La cour a infirmé partiellement le jugement. Elle a reconnu l’existence du contrat de crédit mais a prononcé la déchéance du droit aux intérêts contractuels. Elle a condamné solidairement les emprunteurs au paiement du seul capital restant dû, soit 16 259,47 euros, avec intérêts au taux légal non majoré.
La solution retenue par la cour invite à examiner successivement l’exigence probatoire renforcée pesant sur le prêteur en matière d’information précontractuelle (I), puis les conséquences de la déchéance du droit aux intérêts sur l’étendue de la créance (II).
I. L’exigence probatoire renforcée de la remise de la fiche d’informations précontractuelles
La cour applique avec rigueur les principes jurisprudentiels relatifs à la preuve de l’information précontractuelle (A), tout en admettant parallèlement l’existence du contrat malgré les défaillances documentaires (B).
A. L’insuffisance de la clause de reconnaissance corroborée par des éléments émanant du seul prêteur
La cour rappelle que « la clause type, figurant au contrat de prêt, selon laquelle l’emprunteur reconnaît avoir reçu la fiche d’informations précontractuelles normalisées européennes, n’est qu’un indice qu’il incombe au prêteur de corroborer par un ou plusieurs éléments complémentaires ». Cette exigence découle de l’article L. 312-12 du code de la consommation qui impose au prêteur de donner à l’emprunteur, préalablement à la conclusion du contrat, les informations nécessaires à la comparaison des offres.
La Cour de cassation, dans un arrêt du 7 juin 2023, a précisé qu’« un document qui émane du seul prêteur ne peut utilement corroborer les mentions de cette clause type de l’offre de prêt pour apporter la preuve de l’effectivité de la remise ». La cour d’appel fait application de cette jurisprudence en relevant que la FIPEN produite est « remplie mais non signée » par les emprunteurs. La production d’une liasse contractuelle paginée ne peut davantage servir de corroboration dès lors que les documents retournés signés par les emprunteurs ne comportent aucune pagination, ce qui démontre qu’ils ne sont pas issus de cette liasse.

▸ Données disponibles:
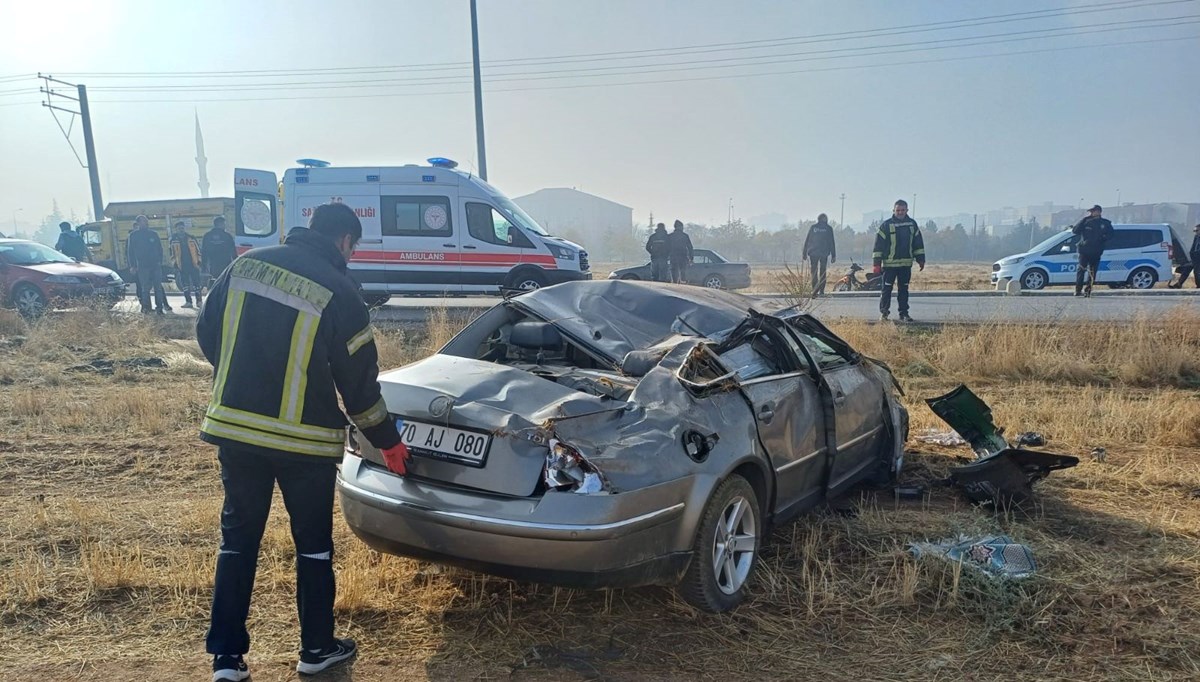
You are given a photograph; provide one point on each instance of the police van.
(426, 229)
(1137, 256)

▸ Consignes:
Selon le texte sur le contrat de crédit, quel montant les emprunteurs ont-ils été condamnés solidairement à payer ? Le matériel présenté n'a aucun lien avec le texte.

▸ Corrigé:
16 259,47 euros, soit le seul capital restant dû, avec intérêts au taux légal non majoré.